## WHAT YOU HAVE TO DO
Move every point in the listing below by adding 123 to each coordinate in the answers, leaving the numbers in the requests and their format samples unchanged. Give all the lines again, requests included, and omit the pictures.
*** EXERCISE DATA ***
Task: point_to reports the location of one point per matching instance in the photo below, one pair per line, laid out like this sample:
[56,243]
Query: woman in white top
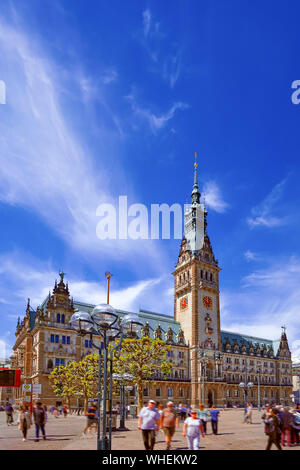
[24,421]
[191,430]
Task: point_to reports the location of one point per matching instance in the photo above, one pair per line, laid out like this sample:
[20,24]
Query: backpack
[270,427]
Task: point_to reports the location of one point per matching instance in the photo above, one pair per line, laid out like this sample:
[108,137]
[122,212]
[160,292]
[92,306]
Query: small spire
[195,194]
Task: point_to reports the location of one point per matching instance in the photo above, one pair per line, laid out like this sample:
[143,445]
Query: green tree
[144,359]
[63,382]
***
## ANSWER FOR THIS EXERCISE
Task: point_to reports the location of one point per matching instance in the photo below, one pair per line, laid out like this sample:
[56,243]
Query: woman in white top
[147,544]
[314,553]
Task: point_to reports the location of one point per matching instance in the photo above, one pair per line, laid out like this sample:
[20,24]
Query: backpack
[393,550]
Task: point_to reports the location of one point per matching instance in the photo above, one pair per line, laid out like this sample:
[108,137]
[122,212]
[160,292]
[92,306]
Query: small spire
[318,317]
Task: point_to reports the location of one point per matching instance in the photo above, one pair per line, laid out like this sample:
[143,445]
Query: green tree
[267,482]
[186,505]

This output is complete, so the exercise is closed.